**TASK STATEMENT:**
Copy out, exactly as written, only the line containing "Reviewer note: check that each instance of the blurred green" and the lines after it through the end of the records.

**SUPPLIED ENTRIES:**
════════════════════

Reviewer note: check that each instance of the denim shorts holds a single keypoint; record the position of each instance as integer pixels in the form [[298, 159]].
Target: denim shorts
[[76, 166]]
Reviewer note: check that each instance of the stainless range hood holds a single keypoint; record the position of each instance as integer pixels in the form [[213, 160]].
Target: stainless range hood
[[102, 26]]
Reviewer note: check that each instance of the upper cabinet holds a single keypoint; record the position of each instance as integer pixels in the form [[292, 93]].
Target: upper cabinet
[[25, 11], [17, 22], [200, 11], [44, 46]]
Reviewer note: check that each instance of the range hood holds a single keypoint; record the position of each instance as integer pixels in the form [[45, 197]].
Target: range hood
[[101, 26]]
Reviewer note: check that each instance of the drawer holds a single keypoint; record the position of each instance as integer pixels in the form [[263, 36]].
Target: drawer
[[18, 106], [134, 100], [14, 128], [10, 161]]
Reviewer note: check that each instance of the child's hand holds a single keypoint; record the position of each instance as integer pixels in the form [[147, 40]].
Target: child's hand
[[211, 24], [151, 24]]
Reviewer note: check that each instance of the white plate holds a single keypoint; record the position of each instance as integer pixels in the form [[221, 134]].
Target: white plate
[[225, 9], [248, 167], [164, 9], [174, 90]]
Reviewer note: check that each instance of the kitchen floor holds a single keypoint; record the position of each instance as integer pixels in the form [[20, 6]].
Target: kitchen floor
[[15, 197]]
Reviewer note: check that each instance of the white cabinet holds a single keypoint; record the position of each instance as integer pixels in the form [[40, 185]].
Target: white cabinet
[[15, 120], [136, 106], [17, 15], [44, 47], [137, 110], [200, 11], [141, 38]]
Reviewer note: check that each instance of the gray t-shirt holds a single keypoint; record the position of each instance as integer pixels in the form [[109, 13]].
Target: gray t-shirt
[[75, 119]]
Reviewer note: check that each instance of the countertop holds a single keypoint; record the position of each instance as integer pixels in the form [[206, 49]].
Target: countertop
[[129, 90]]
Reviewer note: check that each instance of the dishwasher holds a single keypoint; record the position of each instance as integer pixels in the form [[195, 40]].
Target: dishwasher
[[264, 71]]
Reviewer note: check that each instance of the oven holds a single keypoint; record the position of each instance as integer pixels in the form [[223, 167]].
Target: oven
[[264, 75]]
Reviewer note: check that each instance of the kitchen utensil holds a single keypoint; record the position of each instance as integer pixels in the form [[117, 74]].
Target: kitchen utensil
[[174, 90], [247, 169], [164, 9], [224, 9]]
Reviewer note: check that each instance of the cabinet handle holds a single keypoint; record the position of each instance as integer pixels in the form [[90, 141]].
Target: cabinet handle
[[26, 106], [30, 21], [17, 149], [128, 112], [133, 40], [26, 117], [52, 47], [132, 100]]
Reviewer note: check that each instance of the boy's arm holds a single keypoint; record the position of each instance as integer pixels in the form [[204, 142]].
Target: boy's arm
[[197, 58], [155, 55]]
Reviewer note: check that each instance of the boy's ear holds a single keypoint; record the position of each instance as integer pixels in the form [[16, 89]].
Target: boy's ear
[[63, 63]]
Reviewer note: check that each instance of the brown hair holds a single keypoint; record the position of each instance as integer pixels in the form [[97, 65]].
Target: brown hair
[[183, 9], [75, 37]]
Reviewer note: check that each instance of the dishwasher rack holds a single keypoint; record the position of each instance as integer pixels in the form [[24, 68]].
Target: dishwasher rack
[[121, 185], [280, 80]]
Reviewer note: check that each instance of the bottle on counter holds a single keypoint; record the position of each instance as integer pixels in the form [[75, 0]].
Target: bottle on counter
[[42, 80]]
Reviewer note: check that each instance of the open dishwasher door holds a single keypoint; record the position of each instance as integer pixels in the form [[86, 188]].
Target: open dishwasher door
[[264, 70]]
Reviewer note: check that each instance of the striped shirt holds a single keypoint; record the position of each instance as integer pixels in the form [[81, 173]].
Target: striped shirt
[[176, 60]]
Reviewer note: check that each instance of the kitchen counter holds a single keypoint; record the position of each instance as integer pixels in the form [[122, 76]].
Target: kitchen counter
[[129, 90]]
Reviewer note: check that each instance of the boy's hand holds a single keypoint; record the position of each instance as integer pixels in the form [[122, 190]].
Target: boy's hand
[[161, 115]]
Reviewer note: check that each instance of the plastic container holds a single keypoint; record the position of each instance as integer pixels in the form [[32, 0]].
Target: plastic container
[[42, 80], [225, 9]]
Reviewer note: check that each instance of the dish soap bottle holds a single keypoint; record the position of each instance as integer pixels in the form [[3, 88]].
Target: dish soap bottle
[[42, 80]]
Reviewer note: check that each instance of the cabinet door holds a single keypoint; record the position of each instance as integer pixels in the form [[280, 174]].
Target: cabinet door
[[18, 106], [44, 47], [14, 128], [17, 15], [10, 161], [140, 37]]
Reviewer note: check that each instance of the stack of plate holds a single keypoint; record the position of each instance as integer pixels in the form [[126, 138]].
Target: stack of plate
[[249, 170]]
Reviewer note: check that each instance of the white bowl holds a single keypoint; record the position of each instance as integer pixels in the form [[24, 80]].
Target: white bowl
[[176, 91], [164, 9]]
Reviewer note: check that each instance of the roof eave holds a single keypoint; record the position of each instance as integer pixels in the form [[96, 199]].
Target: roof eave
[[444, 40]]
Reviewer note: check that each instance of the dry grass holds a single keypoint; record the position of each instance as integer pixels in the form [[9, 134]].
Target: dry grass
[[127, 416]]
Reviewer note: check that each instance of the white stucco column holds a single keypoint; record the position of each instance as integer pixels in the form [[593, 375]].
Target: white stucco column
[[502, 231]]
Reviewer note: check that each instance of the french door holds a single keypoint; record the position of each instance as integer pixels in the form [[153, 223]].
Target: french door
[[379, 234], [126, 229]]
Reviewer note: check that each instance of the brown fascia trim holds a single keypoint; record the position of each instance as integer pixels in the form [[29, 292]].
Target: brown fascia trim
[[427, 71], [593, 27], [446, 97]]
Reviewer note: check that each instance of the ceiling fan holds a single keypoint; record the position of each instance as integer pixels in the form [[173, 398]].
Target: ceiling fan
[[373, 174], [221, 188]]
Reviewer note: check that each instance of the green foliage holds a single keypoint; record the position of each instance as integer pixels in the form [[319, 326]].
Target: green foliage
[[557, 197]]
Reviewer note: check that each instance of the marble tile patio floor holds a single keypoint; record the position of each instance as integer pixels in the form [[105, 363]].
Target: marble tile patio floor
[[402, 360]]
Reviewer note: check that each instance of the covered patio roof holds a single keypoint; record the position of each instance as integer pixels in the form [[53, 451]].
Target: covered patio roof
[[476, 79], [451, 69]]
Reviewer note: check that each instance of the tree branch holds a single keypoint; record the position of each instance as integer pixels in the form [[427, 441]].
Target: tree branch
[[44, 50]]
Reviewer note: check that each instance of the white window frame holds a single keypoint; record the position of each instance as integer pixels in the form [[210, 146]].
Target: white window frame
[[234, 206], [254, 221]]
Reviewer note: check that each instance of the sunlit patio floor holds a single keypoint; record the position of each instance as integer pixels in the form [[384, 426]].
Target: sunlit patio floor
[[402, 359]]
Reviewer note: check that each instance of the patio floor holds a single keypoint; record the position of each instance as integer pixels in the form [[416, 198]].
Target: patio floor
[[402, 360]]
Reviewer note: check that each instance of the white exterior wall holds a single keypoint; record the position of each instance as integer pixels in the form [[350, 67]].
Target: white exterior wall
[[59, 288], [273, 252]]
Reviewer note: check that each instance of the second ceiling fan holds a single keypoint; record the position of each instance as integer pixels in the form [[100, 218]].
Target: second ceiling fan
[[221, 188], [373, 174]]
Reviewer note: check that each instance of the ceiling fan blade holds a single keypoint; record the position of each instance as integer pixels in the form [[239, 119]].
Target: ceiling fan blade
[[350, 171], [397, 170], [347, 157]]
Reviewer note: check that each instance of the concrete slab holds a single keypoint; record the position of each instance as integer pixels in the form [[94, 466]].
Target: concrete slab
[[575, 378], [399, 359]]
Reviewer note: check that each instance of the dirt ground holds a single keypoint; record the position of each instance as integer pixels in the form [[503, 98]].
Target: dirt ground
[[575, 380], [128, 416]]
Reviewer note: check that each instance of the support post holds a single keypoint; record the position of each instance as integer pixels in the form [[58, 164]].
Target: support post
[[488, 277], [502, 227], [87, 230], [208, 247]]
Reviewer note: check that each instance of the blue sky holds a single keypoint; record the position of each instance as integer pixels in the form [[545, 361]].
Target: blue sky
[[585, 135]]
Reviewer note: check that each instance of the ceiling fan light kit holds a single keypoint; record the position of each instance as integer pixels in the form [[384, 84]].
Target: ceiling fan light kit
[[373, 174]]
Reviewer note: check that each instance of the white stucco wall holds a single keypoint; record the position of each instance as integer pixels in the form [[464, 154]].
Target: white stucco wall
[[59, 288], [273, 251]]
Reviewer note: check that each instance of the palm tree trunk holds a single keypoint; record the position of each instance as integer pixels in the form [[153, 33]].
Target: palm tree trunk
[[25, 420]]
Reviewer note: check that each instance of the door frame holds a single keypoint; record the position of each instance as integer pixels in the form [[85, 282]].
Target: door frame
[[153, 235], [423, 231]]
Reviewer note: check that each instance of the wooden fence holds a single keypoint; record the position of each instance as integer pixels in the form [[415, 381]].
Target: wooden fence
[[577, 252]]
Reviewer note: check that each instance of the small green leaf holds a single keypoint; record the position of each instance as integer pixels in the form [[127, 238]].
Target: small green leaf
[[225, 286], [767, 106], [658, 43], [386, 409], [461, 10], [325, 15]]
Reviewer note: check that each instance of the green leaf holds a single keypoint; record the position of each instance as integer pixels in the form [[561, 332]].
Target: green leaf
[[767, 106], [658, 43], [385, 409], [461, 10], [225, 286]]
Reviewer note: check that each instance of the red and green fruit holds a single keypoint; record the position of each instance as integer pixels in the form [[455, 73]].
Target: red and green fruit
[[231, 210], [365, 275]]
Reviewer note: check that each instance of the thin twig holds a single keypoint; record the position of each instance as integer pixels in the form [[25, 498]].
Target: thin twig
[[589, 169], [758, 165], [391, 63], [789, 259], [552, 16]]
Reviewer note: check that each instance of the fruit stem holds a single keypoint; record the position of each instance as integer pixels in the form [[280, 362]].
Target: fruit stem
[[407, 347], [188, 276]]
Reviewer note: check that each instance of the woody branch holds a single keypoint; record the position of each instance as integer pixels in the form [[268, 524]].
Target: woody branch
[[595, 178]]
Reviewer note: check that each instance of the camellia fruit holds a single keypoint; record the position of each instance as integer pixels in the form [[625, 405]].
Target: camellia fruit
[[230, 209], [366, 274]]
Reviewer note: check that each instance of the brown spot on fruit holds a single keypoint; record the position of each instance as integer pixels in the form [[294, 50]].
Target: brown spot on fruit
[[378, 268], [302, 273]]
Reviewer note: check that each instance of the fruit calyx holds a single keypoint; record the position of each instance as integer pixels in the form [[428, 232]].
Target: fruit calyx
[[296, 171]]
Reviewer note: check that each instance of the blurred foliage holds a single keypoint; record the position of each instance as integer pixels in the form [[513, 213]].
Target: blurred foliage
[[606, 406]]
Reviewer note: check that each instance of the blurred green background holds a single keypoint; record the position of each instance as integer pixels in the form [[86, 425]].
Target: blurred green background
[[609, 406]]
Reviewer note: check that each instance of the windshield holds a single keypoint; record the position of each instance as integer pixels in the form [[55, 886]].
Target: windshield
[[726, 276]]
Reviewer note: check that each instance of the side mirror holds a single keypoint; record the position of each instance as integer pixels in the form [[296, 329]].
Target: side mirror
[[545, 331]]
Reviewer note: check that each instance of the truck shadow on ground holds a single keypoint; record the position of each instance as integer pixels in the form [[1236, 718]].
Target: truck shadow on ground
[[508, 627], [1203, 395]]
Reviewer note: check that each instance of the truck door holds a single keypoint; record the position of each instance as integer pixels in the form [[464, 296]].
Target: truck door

════════════════════

**WRITTEN SOLUTION:**
Reviewer note: check that each instance of the blurred green background holds a single keypoint; record the position of each instance as integer pixels in the form [[86, 425]].
Target: blurred green background
[[609, 406]]
Reviewer note: check that each instance of the windshield holds a single keypoint; record the position of each instance as integer pixels in the form [[55, 886]].
Target: windshield
[[726, 276]]
Reviewer note: check that each instance of the side mirror holds a single keypoint; record the position of each instance as integer pixels in the form [[296, 329]].
Target: side mirror
[[545, 331]]
Reviewer note: check that each instance of the truck shadow on ground holds a single keypoint; record the position of each instance as integer pixels in the form [[1236, 718]].
Target: truck shadow on ground
[[508, 627], [1203, 395]]
Reviewer note: check that each instance of the truck door holds a single keypoint; record the position of each instance as integer pixels in the form [[464, 296]].
Target: truck door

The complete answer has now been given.